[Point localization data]
....
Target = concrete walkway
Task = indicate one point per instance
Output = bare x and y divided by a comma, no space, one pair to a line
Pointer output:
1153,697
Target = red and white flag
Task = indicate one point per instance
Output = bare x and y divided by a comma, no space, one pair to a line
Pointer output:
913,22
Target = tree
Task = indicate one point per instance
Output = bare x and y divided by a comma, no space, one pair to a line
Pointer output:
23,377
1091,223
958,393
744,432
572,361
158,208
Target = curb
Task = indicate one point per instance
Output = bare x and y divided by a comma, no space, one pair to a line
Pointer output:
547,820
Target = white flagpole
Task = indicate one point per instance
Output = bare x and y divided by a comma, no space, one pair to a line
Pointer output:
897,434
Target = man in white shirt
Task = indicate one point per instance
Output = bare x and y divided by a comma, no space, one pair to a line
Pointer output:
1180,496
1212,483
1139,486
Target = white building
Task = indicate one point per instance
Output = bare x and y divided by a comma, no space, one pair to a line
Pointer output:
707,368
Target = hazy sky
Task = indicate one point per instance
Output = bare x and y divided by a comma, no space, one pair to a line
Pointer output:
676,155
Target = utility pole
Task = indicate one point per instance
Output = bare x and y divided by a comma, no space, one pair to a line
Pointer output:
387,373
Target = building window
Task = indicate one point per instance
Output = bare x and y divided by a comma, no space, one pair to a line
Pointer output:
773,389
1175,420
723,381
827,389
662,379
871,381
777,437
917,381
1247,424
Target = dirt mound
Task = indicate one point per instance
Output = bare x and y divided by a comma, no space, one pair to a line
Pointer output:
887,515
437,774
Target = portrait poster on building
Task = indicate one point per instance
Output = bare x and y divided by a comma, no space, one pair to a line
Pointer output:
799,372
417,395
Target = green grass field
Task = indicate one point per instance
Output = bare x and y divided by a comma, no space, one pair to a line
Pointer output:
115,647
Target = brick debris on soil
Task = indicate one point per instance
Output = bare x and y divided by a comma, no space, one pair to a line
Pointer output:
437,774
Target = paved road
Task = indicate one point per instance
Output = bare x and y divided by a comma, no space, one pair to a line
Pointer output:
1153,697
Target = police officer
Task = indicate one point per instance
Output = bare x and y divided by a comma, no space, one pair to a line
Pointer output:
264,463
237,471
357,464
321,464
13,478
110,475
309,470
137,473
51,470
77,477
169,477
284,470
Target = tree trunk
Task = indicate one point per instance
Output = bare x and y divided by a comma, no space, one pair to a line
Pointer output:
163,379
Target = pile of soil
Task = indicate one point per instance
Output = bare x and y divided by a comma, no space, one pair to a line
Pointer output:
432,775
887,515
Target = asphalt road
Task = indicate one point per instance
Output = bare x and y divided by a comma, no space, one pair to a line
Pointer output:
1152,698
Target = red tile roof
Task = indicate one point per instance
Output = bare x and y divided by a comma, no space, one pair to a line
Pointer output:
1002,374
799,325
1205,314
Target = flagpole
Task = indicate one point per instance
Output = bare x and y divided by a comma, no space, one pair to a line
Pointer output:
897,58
....
## [Problem to work on]
Work out how many lines of the entries include the word "building", and respond with that number and nothing more.

## [Exercise answer]
3